2. Create a mapping population—After initial genetic characterization, an appropriate mapping strategy should be chosen. Because the creation of the mapping population is often the rate-limiting step in positional cloning, it is advisable to initiate multiple mapping populations as soon as possible. Ultimately, only polymorphic populations that are well-suited to your mutant of interest need to be used. The two most common and useful mapping strategies involve creation of F2 or backcross (BC) mapping populations. The steps in creating each mapping population are described below.
a. Cross the mutant to many diverse inbred lines (Appendix 1, Note 4). This is the first step for both BC and F2 populations. If possible, choose inbreds that are likely to maximize the number of polymorphic markers. Fig. 2A shows the relationships of common inbreds and can provide a rough guide for choosing lines that are more likely to be polymorphic. The crosses initiated during the genetic characterization can be used for this step.
____________________
*ASSIGNMENT:*
Answer these questions from the text on mapping populations:
(a) What is often the rate-limiting step in positional cloning?
(b) Which two mapping populations does the text call the most common and useful?
(c) What does Fig. 2A show?
The items that follow have no connection to the text on mapping populations.
____________________
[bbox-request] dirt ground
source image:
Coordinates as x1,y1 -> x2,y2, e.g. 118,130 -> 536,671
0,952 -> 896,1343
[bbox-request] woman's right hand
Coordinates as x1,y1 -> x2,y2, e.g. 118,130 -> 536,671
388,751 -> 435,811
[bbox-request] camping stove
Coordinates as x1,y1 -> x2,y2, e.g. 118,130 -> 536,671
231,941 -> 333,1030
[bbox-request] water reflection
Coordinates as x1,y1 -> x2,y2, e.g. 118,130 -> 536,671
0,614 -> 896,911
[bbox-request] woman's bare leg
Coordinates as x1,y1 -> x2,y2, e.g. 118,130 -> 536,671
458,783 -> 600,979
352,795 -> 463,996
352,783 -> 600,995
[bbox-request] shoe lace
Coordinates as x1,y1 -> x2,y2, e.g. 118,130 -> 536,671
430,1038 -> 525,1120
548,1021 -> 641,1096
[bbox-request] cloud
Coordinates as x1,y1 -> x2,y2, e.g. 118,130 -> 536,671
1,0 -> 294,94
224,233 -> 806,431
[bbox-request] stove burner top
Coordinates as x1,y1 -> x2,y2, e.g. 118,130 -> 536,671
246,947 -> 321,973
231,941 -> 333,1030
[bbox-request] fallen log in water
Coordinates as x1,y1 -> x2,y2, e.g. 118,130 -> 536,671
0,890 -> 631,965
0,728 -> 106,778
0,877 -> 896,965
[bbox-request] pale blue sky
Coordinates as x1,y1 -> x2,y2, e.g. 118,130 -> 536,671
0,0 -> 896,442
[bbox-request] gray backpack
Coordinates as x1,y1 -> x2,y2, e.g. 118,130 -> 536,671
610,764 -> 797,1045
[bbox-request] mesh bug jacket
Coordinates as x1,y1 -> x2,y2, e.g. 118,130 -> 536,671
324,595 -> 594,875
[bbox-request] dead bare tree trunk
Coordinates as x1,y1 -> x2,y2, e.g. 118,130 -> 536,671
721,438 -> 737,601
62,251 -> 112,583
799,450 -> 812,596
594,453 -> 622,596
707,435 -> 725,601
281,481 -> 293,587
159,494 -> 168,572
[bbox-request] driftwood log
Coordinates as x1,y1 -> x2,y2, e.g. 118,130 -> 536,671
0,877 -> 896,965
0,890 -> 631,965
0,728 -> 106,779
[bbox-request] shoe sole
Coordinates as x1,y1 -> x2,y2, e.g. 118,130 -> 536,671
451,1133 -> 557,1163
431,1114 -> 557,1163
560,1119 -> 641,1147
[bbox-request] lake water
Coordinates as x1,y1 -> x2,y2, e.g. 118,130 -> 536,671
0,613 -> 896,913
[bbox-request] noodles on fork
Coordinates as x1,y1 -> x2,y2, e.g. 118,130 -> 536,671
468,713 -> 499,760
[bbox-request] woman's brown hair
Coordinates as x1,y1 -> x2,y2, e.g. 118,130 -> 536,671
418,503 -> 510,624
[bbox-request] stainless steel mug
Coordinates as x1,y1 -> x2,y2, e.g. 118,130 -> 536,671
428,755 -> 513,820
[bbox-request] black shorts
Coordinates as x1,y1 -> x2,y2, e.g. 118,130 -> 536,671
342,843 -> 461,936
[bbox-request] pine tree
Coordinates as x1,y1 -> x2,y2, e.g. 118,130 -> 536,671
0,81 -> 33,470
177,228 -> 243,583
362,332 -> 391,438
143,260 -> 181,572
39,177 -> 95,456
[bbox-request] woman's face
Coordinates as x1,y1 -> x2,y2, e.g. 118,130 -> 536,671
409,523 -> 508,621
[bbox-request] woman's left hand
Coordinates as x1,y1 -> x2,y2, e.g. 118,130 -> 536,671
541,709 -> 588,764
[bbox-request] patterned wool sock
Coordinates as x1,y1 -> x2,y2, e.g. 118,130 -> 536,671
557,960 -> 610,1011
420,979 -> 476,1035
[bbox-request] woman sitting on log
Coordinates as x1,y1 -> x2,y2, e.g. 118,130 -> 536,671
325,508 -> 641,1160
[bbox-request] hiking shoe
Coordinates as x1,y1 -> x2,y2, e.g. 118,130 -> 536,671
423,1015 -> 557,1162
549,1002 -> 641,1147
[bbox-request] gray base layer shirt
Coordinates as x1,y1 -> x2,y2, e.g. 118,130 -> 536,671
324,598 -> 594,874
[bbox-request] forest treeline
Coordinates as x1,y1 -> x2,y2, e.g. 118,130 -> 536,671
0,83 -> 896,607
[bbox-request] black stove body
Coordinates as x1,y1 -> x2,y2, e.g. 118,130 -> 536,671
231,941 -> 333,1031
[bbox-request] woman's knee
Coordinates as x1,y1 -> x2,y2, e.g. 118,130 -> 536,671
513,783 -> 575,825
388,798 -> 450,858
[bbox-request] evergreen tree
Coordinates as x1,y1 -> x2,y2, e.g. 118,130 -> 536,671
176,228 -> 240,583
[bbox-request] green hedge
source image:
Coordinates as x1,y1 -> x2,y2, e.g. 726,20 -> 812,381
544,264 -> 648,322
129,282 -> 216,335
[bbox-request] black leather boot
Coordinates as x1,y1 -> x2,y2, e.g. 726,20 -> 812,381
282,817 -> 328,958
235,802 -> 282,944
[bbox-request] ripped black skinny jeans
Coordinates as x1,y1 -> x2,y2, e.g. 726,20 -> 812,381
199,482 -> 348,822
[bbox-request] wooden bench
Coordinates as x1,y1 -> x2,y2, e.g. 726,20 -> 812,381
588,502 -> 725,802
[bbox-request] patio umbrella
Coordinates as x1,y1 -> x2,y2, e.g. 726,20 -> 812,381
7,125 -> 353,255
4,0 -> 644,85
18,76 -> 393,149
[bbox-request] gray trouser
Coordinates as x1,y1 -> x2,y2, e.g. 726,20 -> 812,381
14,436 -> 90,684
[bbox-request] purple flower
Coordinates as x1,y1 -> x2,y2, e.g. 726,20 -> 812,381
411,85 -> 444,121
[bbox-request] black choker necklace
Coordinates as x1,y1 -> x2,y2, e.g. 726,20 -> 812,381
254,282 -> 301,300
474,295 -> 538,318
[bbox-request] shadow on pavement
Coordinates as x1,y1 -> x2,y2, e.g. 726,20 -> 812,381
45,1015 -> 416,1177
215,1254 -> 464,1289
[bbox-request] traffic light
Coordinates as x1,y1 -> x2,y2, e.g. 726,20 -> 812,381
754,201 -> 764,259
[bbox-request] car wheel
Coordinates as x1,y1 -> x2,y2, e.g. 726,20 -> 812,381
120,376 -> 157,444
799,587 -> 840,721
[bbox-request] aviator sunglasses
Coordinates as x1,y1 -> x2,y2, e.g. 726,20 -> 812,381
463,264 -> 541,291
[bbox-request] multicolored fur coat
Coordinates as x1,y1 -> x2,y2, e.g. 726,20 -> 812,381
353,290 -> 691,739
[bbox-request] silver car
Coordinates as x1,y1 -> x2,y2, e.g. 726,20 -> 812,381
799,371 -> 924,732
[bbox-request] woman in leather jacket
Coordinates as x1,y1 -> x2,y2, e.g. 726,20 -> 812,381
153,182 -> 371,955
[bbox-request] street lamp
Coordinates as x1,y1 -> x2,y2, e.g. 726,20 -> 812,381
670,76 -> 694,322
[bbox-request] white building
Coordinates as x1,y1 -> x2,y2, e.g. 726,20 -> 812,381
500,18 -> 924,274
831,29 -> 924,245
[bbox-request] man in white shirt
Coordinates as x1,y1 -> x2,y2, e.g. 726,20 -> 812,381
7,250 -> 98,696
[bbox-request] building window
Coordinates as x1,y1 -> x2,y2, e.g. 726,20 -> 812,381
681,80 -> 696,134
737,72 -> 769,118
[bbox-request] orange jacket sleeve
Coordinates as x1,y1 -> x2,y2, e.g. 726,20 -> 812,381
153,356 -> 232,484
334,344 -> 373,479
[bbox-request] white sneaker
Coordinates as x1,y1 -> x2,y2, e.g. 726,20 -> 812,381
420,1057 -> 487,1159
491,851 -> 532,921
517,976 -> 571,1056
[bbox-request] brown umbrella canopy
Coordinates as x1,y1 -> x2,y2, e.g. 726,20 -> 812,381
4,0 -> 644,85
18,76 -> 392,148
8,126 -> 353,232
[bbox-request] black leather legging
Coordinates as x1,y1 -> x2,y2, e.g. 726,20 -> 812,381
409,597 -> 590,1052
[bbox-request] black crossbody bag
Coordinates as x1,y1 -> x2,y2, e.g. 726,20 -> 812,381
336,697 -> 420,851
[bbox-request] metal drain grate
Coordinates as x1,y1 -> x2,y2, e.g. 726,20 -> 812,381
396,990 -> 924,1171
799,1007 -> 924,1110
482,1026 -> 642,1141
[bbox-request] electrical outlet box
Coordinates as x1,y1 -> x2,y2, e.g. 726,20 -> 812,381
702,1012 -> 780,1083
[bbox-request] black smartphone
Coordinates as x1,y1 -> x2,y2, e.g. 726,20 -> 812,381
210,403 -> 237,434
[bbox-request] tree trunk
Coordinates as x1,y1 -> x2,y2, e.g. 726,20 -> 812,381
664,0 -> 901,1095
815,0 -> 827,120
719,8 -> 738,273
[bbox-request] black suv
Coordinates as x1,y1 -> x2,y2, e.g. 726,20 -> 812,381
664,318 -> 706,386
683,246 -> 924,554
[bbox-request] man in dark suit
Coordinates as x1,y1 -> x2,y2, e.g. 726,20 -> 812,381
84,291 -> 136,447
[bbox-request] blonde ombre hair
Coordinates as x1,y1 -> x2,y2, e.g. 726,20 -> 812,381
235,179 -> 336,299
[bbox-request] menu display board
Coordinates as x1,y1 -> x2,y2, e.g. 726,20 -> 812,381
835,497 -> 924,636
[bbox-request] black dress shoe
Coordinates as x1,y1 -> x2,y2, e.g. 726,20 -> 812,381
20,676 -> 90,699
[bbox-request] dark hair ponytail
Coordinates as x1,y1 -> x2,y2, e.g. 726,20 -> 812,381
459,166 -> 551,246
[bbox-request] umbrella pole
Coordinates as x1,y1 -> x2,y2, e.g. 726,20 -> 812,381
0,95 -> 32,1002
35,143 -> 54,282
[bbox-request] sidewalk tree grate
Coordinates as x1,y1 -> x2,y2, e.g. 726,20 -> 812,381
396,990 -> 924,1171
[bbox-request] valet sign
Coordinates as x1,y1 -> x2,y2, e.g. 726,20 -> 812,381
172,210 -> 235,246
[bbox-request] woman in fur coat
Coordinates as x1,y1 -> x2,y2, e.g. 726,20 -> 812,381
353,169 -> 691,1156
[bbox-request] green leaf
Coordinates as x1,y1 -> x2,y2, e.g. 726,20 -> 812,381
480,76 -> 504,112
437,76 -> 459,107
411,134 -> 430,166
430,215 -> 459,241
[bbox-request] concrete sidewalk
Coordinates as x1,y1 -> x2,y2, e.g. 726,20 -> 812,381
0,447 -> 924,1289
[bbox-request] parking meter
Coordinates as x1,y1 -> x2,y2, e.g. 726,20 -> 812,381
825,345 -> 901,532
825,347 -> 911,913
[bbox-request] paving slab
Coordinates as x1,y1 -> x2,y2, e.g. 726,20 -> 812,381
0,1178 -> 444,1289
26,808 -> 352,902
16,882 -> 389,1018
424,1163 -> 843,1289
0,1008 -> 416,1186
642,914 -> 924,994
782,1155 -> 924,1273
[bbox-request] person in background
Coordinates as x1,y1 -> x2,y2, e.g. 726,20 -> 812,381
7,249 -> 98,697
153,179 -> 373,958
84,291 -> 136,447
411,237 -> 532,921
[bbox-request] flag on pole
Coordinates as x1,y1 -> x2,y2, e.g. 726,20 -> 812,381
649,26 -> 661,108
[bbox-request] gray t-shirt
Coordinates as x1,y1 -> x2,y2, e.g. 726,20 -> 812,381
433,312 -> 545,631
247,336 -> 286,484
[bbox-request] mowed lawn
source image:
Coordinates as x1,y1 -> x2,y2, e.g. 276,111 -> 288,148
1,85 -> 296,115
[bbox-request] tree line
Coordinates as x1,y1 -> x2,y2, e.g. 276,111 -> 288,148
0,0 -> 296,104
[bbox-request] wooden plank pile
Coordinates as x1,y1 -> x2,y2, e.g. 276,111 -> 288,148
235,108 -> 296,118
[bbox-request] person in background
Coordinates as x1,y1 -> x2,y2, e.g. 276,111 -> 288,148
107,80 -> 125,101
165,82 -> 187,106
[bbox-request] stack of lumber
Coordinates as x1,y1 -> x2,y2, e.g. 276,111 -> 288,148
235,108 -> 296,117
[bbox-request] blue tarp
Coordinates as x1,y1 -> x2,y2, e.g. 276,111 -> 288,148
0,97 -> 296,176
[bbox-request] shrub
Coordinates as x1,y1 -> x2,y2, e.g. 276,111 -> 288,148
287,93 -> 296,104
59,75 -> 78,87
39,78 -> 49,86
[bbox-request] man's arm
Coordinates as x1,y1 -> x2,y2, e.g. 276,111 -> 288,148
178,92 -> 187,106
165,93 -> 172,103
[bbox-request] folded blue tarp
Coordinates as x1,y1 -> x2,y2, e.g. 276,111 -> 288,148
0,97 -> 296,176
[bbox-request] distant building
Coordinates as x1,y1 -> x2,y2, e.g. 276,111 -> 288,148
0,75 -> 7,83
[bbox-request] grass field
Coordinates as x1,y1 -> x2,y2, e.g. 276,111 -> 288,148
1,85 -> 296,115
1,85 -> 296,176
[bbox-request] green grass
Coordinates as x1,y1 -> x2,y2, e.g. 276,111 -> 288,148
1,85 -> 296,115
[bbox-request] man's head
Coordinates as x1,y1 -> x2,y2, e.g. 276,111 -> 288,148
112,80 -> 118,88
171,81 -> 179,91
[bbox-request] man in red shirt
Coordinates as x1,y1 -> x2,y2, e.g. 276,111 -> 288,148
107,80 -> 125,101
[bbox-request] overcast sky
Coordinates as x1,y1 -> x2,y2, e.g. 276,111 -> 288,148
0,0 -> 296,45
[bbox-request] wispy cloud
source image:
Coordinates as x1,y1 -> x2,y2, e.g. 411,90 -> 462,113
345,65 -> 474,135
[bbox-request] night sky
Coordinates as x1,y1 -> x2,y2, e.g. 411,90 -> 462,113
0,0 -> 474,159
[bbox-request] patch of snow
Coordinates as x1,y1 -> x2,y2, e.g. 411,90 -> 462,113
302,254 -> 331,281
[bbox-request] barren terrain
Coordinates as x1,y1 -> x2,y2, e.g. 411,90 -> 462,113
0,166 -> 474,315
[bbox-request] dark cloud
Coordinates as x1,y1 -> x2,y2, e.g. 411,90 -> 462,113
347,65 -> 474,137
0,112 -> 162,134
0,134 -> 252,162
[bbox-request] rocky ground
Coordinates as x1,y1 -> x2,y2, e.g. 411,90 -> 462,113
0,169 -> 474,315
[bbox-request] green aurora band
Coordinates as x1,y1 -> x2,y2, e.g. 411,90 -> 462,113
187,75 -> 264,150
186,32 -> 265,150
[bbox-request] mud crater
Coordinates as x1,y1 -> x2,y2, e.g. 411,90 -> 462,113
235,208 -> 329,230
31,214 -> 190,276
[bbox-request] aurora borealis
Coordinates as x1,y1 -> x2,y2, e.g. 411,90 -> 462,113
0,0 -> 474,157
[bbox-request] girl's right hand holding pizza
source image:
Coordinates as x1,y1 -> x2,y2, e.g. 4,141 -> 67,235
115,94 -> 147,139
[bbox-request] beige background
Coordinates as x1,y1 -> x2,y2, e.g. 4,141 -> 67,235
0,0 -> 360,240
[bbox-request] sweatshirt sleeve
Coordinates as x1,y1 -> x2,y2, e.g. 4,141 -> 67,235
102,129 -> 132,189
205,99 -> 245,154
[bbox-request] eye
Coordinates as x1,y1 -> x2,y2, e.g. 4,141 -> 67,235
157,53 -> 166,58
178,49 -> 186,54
____________________
*ANSWER SPACE:*
(a) The creation of the mapping population.
(b) F2 and backcross (BC) mapping populations.
(c) The relationships of common inbreds.